Sebenarnya teknologi yang sedemikian canggih dan modern ini membuat orang semakin mudah untuk mendapat akses informasi. Tetapi kenyataan nya hal tersebut tidak diinjeksi dengan penyadaran bahaya hoax lain nya, contoh nya karakter intoleran. Lihat saja berita-berita yang sampai hari ini isi nya sengaja dipotong dan dipelintir. Belum lagi komodifikasi isu kebencian etnis tertentu untuk kepentingan politik-elit yang sedang bertarung dalam pesta demokrasi lima tahun sekali. Lalu bagaimana peran anak muda yang sekarang berada di garda terdepan memegang akses informasi tersebut?

Generasi muda kita sekarang mendadak menjadi ahli- dari segala bidang dalam setiap berkomentar di kolom media sosial.  Misal nya, menghujat orang yang sebenarnya jauh lebih berkompeten dari diri-nya sendiri hanya untuk memuaskan nafsu argumentasi semata. Anak muda sekarang mendadak paham menyoal situasi sosial-politik hari-hari ini. Siapa calon yang akan dipilih dan apa kah dia memiliki keunikan dari kepribadian hidup nya? Pemahaman politik hari ini dipersempit menjadi sebuah subjektif-personal alih-alih kebutuhan orang banyak. 

Saya memiliki pengalaman mengenai betapa kejam nya situasi dunia maya sekarang. Ketika berupaya menyebar sebuah berita yang berjudul “Petani Panen Kelapa di Tanah Sendiri, Petani Bohotokong Malah Masuk Bui” yang mana isi berita tersebut mengenai petani di daerah Banggai, Sulawesi Selatan pada bulan desember tahun 2016 yang lalu. Tak lama kemudian akun media sosial facebook saya langsung dihadiahi pertanyaan dari seorang teman lama yang sangat menggelitik. “Itu berita pengalihan isu, sebenar nya kamu dukung FPI atau Ahok”. Masa dibilang pengalihan isu? Apa hubungan nya? alih-alih menghindar dari jebakan kegaduhan yang berkembang sekarang. Saya pun kembali beringsut menuju kubangan perdebatan yang tak jelas ujung nya. [3]

Persoalan hari ini bukan hanya tentang dukung-mendukung. Loh bahkan bukan warga daerah asli saja ikut-ikutan komentar buat memanipulasi orang lain. Tentu saja ada dampak psikologis buat anak muda sekarang. Bukan nya menciptakan kesadaran yang lebih maju untuk orang banyak, malah membuat kesadaran orang lain jadi mundur ke belakang. Yang akhirnya anak muda dan mungkin masyarakat umum menjadi bosan membaca realitas sosial-politik hari ini. Jangan salahkan mereka untuk beralih mendukung figur alternatif seperti Young Lex atau Awkarin.

= = = = = = =

*Soal untuk Dijawab*.
A - Menurut teks tentang anak muda dan media sosial, mengapa anak muda dan masyarakat umum akhirnya bosan membaca realitas sosial-politik? Jawablah dalam satu sampai tiga kalimat.
B - Jawablah pertanyaan berikut berdasarkan teks tentang anak muda dan media sosial.
(i) Apa contoh bahaya hoaks lain yang disebutkan pada paragraf pertama?
(ii) Lewat akun media sosial apa penulis menerima pertanyaan dari seorang teman lama?
(iii) Figur alternatif siapa saja yang disebut pada akhir teks?
C - Lanjutkan teks tentang anak muda dan media sosial mulai dari kalimat terakhirnya.
Baris-baris data tidak diperlukan untuk mengerjakan soal.

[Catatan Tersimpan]
= = = = = = =

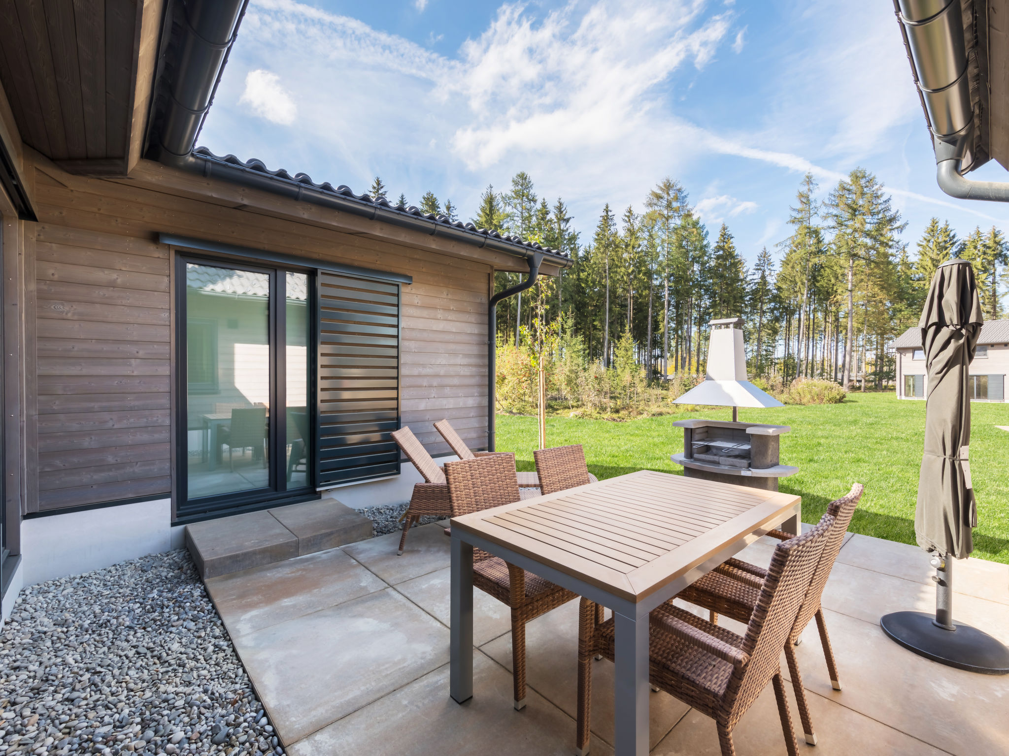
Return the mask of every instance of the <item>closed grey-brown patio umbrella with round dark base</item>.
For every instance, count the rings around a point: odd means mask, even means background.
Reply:
[[[915,653],[989,674],[1009,672],[1009,649],[976,628],[952,621],[952,560],[974,550],[978,508],[971,481],[970,366],[983,322],[974,268],[949,260],[935,271],[918,325],[925,353],[925,445],[914,532],[932,554],[935,616],[895,612],[884,632]]]

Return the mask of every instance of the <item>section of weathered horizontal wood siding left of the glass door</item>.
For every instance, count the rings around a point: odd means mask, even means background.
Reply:
[[[43,223],[34,251],[38,510],[167,495],[169,248]]]

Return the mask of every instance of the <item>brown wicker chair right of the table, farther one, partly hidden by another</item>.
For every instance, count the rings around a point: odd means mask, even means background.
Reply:
[[[833,651],[830,648],[830,637],[826,632],[826,623],[823,620],[823,610],[820,608],[820,599],[823,596],[823,588],[826,586],[827,578],[830,577],[830,570],[837,558],[837,552],[845,541],[845,533],[852,521],[855,508],[862,498],[863,487],[856,483],[852,490],[844,498],[830,502],[827,506],[826,514],[820,522],[824,522],[828,517],[832,518],[833,524],[830,532],[827,533],[823,553],[820,554],[819,563],[813,573],[812,581],[805,599],[802,601],[802,609],[795,620],[795,626],[785,644],[785,659],[788,662],[788,673],[792,678],[792,687],[795,690],[796,703],[799,707],[799,717],[802,720],[802,732],[806,743],[816,745],[816,734],[813,732],[812,718],[809,715],[809,706],[806,702],[805,688],[802,686],[802,675],[799,672],[798,660],[795,657],[795,646],[799,642],[799,636],[806,629],[806,625],[814,617],[816,627],[819,630],[820,643],[823,646],[823,655],[826,657],[827,670],[830,672],[830,684],[833,689],[840,689],[840,681],[837,676],[837,665],[833,659]],[[769,535],[773,535],[781,540],[786,540],[792,536],[780,530],[772,530]],[[767,578],[767,571],[741,559],[728,559],[724,564],[708,573],[699,581],[694,583],[685,591],[682,591],[677,598],[696,604],[711,612],[711,622],[717,622],[718,614],[723,614],[738,622],[749,622],[753,614],[754,607],[760,597],[761,586]]]

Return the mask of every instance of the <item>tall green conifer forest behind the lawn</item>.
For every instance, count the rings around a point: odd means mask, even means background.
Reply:
[[[384,195],[380,179],[372,186]],[[537,196],[517,173],[502,192],[487,186],[471,217],[477,228],[568,253],[559,278],[543,276],[497,305],[498,345],[536,352],[536,342],[576,345],[584,363],[612,368],[627,353],[645,378],[701,376],[707,324],[743,318],[750,376],[788,385],[796,378],[846,388],[894,380],[888,346],[915,326],[935,268],[961,257],[975,268],[986,320],[1004,316],[1009,245],[1002,233],[952,229],[932,218],[920,239],[872,173],[854,169],[828,193],[812,174],[797,186],[789,235],[747,264],[725,224],[707,228],[679,181],[664,178],[640,206],[604,205],[590,238],[572,230],[563,200]],[[406,198],[401,197],[406,204]],[[425,212],[456,218],[428,192]],[[524,278],[497,273],[502,290]],[[623,350],[622,350],[623,345]]]

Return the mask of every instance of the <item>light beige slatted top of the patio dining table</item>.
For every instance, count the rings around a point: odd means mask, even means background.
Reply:
[[[454,517],[452,528],[638,602],[726,544],[767,532],[799,502],[643,470]]]

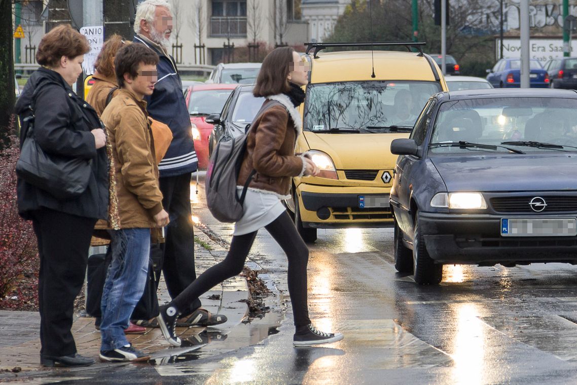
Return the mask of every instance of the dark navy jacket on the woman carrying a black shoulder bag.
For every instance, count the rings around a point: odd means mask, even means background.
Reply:
[[[53,70],[39,68],[24,86],[16,103],[16,113],[23,117],[29,114],[28,106],[36,88],[40,91],[35,100],[33,134],[45,152],[92,159],[92,177],[88,187],[80,196],[69,200],[58,200],[50,192],[39,189],[20,178],[17,181],[18,212],[31,219],[31,212],[42,207],[84,216],[106,219],[108,215],[108,162],[106,148],[96,149],[92,129],[101,128],[96,111],[78,97]],[[22,141],[27,125],[20,133]]]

= = = = = = =

*Jawaban Tertulis*.
A - Komentar-komentar di media sosial tidak menciptakan kesadaran yang lebih maju bagi orang banyak. Orang yang bukan warga daerah asli pun ikut berkomentar untuk memanipulasi orang lain, sehingga kesadaran orang lain justru mundur ke belakang. Akibatnya, anak muda dan mungkin masyarakat umum menjadi bosan membaca realitas sosial-politik hari ini.

B -
(i) Karakter intoleran.
(ii) Facebook.
(iii) Young Lex atau Awkarin.

C -
Dan paling penting kita bukan anak muda yang sudah jomblo sejak dalam pikiran. Misal nya, tidak sembarangan copypaste berita dari grup whatsapp sebelah. Ada kegiatan yang bisa kita lakukan lebih produktif dibanding sekadar menjadi tim hore internet, seperti menjabarkan fakta sebenarnya yang bisa ditulis. Itu pun kita masih harus memeras keringat melawan para penyebar hoax yang sebenarnya tidak bodoh-bodoh juga. Bisa jadi si penyebar hoax memang memiliki manajemen informasi yang canggih dan dibantu segerombolan kliktifis yang tangguh. Tugas kita yang masih berpikiran waras bertarung kebenaran dengan mereka.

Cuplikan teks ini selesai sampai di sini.